→ **WRITTEN EXERCISE A**: Which websites or online services does the online-learning thread mention by name?
→ **WRITTEN EXERCISE B**: Can you quote the online-learning thread word for word, starting at "2) Take the" and ending at "and/or similar."?

→ **SOURCE EXTRACT**:
· · · ·

Honestly, who cares how many students took the class. The only important
metric is how many students obtained a comprehensive understanding of the
subject after taking the course. We need side-by-side examinations to really
see which is superior.

------
Kagerjay
I think learning at your own pace is perfectly fine, so long as your okay with
mitigating / dealing with inefficiencies of roadblocks. It depends on the
topic, but I'm assuming this is towards computer science / webdevelopment in
general

Online learning is cost-effective though. You can effectively specialize in
anything computer-science based for less than $100 with all the free content /
cheap MOOC's available. Or you could attend a live seminar / webinar etc where
you can work with other people, etc. But this comes at a significantly higher
cost at a faster learning rate.

Why not take the best of both worlds? It all boils down to the best value for
the buck

1) Learn things online at your own pace, 2x speed, playback as necessary.

2) Take the extraordinate amount of money you would have spent elsewhere, use
a fraction of the cost with hackhands / make your own ad-agency for hiring
upwork specialists in issues you have. This scales indefinitely, now you
always have an expert on hand _and consequently, form a long term business
relationship with_. There's no roadblocks anymore.

3) You get on demand help onpar with in-house training / tutoring, assuming
its a popular topic. For example, learning nodejs /react. There's tons of
qualified tutors that will charge $1/minute from india/europe with hackhands
and/or similar.

4) There's always forums and or Q/A on MOOC's who have had similar issues to
you. Assuming its a popular course. Stackoverflow / reddit / etc is always
available too

5) Techmeetups and my city's dev channel has lots of great people. Also,
techtalks to explore different topics

Learning on your own effectively does require a small investment _paying for
tutors_ , but its significantly cheaper and arguably sometimes even more
efficient than learning through a program.

I know exactly what I'm getting everytime, from the comforts of my own
workarea. No wasted time driving, 2x playback speed, triple monitor
setup/mechanical keyboard, on-demand tutoring within 5 minutes, etc. I don't
have to worry about the instructor being subpar compared to what I can find
online.

· · · ·

→ **RECORDED INFORMATION**:
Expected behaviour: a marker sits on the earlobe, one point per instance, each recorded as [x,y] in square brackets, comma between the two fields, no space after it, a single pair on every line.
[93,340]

· · · ·

→ **COMPLETE RESPONSE A**: hackhands, upwork, Stackoverflow, reddit

→ **COMPLETE RESPONSE B**:
2) Take the extraordinate amount of money you would have spent elsewhere, use
a fraction of the cost with hackhands / make your own ad-agency for hiring
upwork specialists in issues you have. This scales indefinitely, now you
always have an expert on hand _and consequently, form a long term business
relationship with_. There's no roadblocks anymore.

3) You get on demand help onpar with in-house training / tutoring, assuming
its a popular topic. For example, learning nodejs /react. There's tons of
qualified tutors that will charge $1/minute from india/europe with hackhands
and/or similar.